[Records excerpted from a collection]
# # #

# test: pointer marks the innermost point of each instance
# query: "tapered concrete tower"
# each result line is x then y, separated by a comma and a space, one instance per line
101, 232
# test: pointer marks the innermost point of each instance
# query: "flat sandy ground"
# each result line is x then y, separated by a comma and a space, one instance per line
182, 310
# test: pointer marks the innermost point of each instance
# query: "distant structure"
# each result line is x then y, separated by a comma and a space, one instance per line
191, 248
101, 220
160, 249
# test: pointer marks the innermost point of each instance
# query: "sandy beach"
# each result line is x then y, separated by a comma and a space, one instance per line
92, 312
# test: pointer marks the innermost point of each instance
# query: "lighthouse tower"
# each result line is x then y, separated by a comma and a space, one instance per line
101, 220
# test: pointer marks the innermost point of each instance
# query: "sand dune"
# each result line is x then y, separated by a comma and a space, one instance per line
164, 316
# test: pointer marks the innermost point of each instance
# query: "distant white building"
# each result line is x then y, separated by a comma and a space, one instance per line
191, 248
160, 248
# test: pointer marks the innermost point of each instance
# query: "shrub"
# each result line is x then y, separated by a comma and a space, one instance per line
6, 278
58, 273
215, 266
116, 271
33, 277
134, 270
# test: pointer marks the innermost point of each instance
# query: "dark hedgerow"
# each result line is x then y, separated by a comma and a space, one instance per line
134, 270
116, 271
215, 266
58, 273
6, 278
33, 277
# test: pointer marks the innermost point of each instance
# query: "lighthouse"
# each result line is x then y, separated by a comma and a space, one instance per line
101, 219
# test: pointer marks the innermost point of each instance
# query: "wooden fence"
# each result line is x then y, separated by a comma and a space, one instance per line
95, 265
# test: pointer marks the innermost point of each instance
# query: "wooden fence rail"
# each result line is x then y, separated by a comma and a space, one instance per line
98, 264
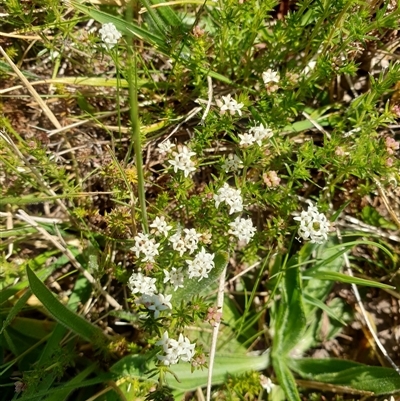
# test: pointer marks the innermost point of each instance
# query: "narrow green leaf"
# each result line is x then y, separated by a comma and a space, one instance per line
286, 379
124, 27
376, 379
160, 24
64, 315
16, 309
195, 287
319, 304
167, 14
137, 366
291, 321
344, 278
63, 393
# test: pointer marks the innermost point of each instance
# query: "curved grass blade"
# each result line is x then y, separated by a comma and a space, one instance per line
64, 315
344, 278
124, 27
286, 379
195, 287
137, 366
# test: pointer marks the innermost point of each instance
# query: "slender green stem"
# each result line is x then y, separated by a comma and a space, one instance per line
135, 127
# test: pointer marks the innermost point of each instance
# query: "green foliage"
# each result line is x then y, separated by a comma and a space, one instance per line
330, 114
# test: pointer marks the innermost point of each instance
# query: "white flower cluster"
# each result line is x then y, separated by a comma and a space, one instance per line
165, 147
182, 160
201, 265
186, 243
314, 226
175, 277
160, 226
270, 76
232, 163
231, 197
242, 229
256, 135
109, 35
229, 104
175, 350
146, 246
139, 283
156, 303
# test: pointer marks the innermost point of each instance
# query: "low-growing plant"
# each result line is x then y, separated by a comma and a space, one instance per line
197, 149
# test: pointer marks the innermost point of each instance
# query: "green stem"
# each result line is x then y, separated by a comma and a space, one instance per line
135, 127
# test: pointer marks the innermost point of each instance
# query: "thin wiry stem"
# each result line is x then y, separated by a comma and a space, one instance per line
363, 311
220, 303
134, 114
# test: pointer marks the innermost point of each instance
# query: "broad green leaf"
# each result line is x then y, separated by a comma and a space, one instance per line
64, 315
344, 278
137, 366
196, 287
286, 379
290, 322
376, 379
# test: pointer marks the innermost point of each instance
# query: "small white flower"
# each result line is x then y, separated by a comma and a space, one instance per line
175, 277
232, 163
229, 104
242, 229
314, 226
231, 197
175, 350
182, 160
260, 133
159, 303
201, 265
178, 244
146, 246
191, 239
246, 139
266, 383
138, 283
109, 35
164, 342
160, 226
165, 147
270, 76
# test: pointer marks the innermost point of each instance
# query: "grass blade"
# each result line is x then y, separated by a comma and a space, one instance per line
64, 315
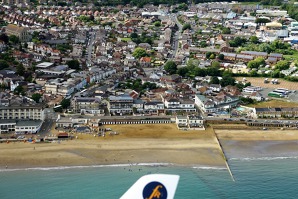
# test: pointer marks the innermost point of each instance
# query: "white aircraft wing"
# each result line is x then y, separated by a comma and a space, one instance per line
153, 186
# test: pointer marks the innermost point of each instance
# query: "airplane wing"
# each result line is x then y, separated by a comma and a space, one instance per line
153, 186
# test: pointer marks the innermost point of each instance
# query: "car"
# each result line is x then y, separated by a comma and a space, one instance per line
21, 137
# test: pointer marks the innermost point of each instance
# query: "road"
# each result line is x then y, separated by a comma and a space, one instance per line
90, 48
177, 35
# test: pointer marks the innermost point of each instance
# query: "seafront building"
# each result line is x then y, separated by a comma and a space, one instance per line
20, 32
20, 115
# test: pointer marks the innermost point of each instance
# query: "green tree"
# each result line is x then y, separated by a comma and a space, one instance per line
73, 64
14, 39
262, 20
65, 103
3, 64
226, 81
282, 65
20, 69
19, 90
221, 56
208, 54
212, 56
256, 63
214, 80
182, 71
215, 64
186, 26
157, 24
139, 52
36, 97
4, 37
134, 35
225, 30
254, 39
171, 67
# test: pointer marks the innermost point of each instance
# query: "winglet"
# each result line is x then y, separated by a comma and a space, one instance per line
153, 186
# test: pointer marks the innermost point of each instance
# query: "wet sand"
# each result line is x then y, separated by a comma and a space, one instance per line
134, 144
161, 143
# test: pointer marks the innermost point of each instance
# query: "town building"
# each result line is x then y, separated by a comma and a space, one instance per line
21, 109
87, 105
121, 104
20, 126
21, 32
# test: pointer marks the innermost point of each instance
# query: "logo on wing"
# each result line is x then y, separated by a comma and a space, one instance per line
155, 190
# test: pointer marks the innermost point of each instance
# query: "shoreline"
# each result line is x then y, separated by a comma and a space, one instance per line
203, 167
148, 144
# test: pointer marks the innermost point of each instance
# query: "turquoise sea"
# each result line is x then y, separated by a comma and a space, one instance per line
261, 177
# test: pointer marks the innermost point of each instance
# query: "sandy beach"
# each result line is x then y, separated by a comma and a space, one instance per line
150, 143
135, 144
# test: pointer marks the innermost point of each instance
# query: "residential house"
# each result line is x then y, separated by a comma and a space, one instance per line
154, 107
21, 32
121, 104
87, 105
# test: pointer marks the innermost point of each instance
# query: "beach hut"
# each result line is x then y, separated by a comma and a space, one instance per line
63, 135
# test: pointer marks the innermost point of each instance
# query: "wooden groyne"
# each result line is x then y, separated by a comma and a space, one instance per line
223, 155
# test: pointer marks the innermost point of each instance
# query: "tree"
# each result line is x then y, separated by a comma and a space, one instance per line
256, 63
19, 90
36, 97
282, 65
14, 39
186, 26
65, 103
182, 71
225, 30
212, 56
215, 64
4, 38
171, 67
254, 39
208, 54
3, 64
139, 52
226, 81
214, 80
157, 24
20, 69
73, 64
262, 20
221, 56
134, 35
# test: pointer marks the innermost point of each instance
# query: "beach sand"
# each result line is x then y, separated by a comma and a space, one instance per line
161, 143
251, 143
151, 143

# # #

THE PROBLEM
Extract the full listing above verbatim; pictures are to be left out of the copy.

PROBLEM SOLUTION
# test: pointer marks the innermost point of each instance
# query: "tapered concrete tower"
# each result line is x then y, separated by a comma and a space, one instance per line
101, 232
# test: pointer marks the innermost point of each instance
# query: "flat sandy ground"
# each result line is x then y, separated by a comma and a space, one instance per line
182, 310
# test: pointer marks the innermost point of each instance
# query: "distant structure"
# each result line is x then y, separated by a comma and a space, one instance per line
191, 248
101, 220
160, 249
# test: pointer marks the innermost point of each instance
# query: "sandy beach"
# each result line is x then y, separated by a comma and a space, one instance per line
92, 312
# test: pointer marks the innermost point of each instance
# query: "lighthouse tower"
# each result line is x then y, separated by a comma and a space, one instance per line
101, 220
# test: pointer marks the innermost point of each instance
# query: "sand dune"
# each result line is x then y, separated by a comma and a space, one instance per line
164, 316
# test: pointer marks the innermost point of each instance
# query: "distant white building"
# each result line is x then y, separated by a comma and a space, one instance per line
191, 248
160, 248
# test: pointer marks the innermost point of each instance
# query: "shrub"
# each result line is x then y, separated by a comma and a space, one instance per line
6, 278
58, 273
215, 266
116, 271
33, 277
134, 270
# test: pointer marks the innermost point of each instance
# query: "dark hedgerow"
# each result line is x then y, separated by a comma and a space, one instance per line
134, 270
116, 271
215, 266
58, 273
6, 278
33, 277
# test: pointer marks the innermost point of each instance
# query: "lighthouse"
# each result line is x then y, separated by a comma and a space, one instance per line
101, 219
# test: pointer marks the innermost point of each instance
# query: "wooden fence"
# each result line is x then y, separated by a comma and a space, one instance per line
95, 265
# test: pointer marks the innermost point of each instance
# query: "wooden fence rail"
# each result line is x then y, separated by a comma and a space, one instance per line
98, 264
# test: pointer marks the innermost point of each instance
# query: "narrow green leaf"
# each result line is x then y, separated by a comma and a space, one instance per line
286, 379
124, 27
376, 379
160, 24
64, 315
16, 309
195, 287
319, 304
167, 14
137, 366
291, 321
344, 278
63, 393
# test: pointer marks the innermost point of each instance
# query: "curved grass blade"
# each result line is x then y, separated by a comma and a space, one instance per line
64, 315
344, 278
124, 27
286, 379
195, 287
137, 366
# test: pointer marks the innermost point of each instance
# query: "slender green stem"
# each result line is x then y, separated by a comma and a space, one instance per line
135, 127
# test: pointer marks the innermost point of each instance
# query: "green foliage"
# each result line is x then y, separated by a comma and a space, one instance per line
330, 114
# test: pointer marks the innermost point of each instance
# query: "white flower cluster"
# each result line is x then y, separated by a comma and a space, one instance per line
165, 147
182, 160
201, 265
186, 243
314, 226
175, 277
160, 226
270, 76
232, 163
231, 197
242, 229
256, 135
109, 35
229, 104
175, 350
146, 246
139, 283
156, 303
# test: pointer marks the innermost point of each instance
# query: "low-growing plant"
# each result line is x then y, separated by a comma and a space, one instance per line
197, 149
# test: pointer marks the innermost point of each instance
# query: "green stem"
# each result line is x then y, separated by a comma and a space, one instance per line
135, 127
# test: pointer marks the innermost point of each instance
# query: "thin wiry stem"
# each result line is x then y, separated by a comma and a space, one instance per line
363, 311
220, 303
134, 114
# test: pointer marks the innermost point of each instance
# query: "broad green leaf"
# each result line is x then y, separated by a comma and a space, one instance per line
64, 315
344, 278
137, 366
196, 287
286, 379
290, 322
376, 379
# test: pointer marks the innermost point of each instance
# query: "small white flower"
# each result line is x then y, separated by a comma and a space, one instance per line
175, 277
232, 163
229, 104
242, 229
314, 226
231, 197
175, 350
182, 160
260, 133
159, 303
201, 265
178, 244
146, 246
191, 239
246, 139
266, 383
138, 283
109, 35
164, 342
160, 226
165, 147
270, 76
# test: pointer marks the innermost point of each instance
# query: "grass blade"
# each result line is x then y, separated by a comma and a space, one instance per line
64, 315
# test: pointer marks the innermost point of each instance
# query: "white aircraft wing"
# each result line is x then y, separated by a comma and a space, one instance per line
153, 186
# test: pointer marks the innermost point of each instance
# query: "airplane wing"
# each result line is x then y, separated by a comma and a space, one instance per line
153, 186
# test: pointer marks the innermost point of each instance
# query: "car"
# each result line is x then y, separated by a comma and a space, one instance per line
21, 137
# test: pointer marks the innermost point of each instance
# query: "road"
# each result line is x then y, separated by a comma and a space, one instance per line
90, 48
177, 35
# test: pointer marks the innermost point of each instance
# query: "seafront building"
# each result line is x then y, separated by a comma and a space, one instance per line
20, 32
20, 115
# test: pointer marks the innermost point of each instance
# query: "green tree"
# each result line is x then y, separated by a comma and a space, one instance per line
73, 64
14, 39
262, 20
65, 103
3, 64
226, 81
282, 65
20, 69
19, 90
221, 56
208, 54
212, 56
256, 63
214, 80
182, 71
215, 64
186, 26
157, 24
139, 52
36, 97
4, 37
134, 35
225, 30
254, 39
171, 67
# test: pointer marks the innermost point of each instance
# query: "winglet"
# each result line is x then y, separated by a comma and a space, one instance per line
153, 186
# test: pointer marks the innermost point of each instance
# query: "wet sand"
# each result line is x then y, separated by a comma and a space, one instance per line
134, 144
161, 143
# test: pointer marks the innermost point of each instance
# query: "town building"
# each result line is x then y, separated by a comma and a space, one instance per line
21, 109
87, 105
121, 104
20, 126
21, 32
# test: pointer marks the innermost point of each instance
# query: "logo on wing"
# each result line is x then y, separated by a comma and a space, one instance per line
155, 190
# test: pointer marks the innermost point of each instance
# query: "shoreline"
# each result line is x then y, separated by a comma and a space, one instance per line
203, 167
148, 144
# test: pointer marks the innermost point of each instance
# query: "turquoise sea"
# each result line is x then y, separated by a comma and a space, one instance per line
261, 177
# test: pointer marks the innermost point of each instance
# query: "sandy beach"
# each result line is x then y, separated by a comma and a space, one instance per line
150, 143
135, 144
# test: pointer marks the innermost point of each instance
# query: "residential house"
# each result line is x then y, separated by a comma and a space, one instance per line
154, 107
21, 32
121, 104
87, 105
# test: pointer marks the innermost point of each instance
# query: "beach hut"
# each result line is x then y, separated by a comma and a space, one instance per line
63, 135
# test: pointer marks the innermost point of each instance
# query: "wooden groyne"
# each result line is x then y, separated by a comma and a space, one instance per line
223, 155
# test: pointer marks the innermost point of each instance
# query: "tree"
# each result line is x then y, separated by a comma and a space, one instance per line
256, 63
19, 90
36, 97
282, 65
14, 39
186, 26
65, 103
182, 71
225, 30
212, 56
215, 64
4, 38
171, 67
254, 39
208, 54
3, 64
139, 52
226, 81
214, 80
157, 24
20, 69
73, 64
262, 20
221, 56
134, 35
# test: pointer marks the innermost point of each instance
# query: "beach sand"
# each result line is x then y, separated by a comma and a space, one instance per line
161, 143
251, 143
151, 143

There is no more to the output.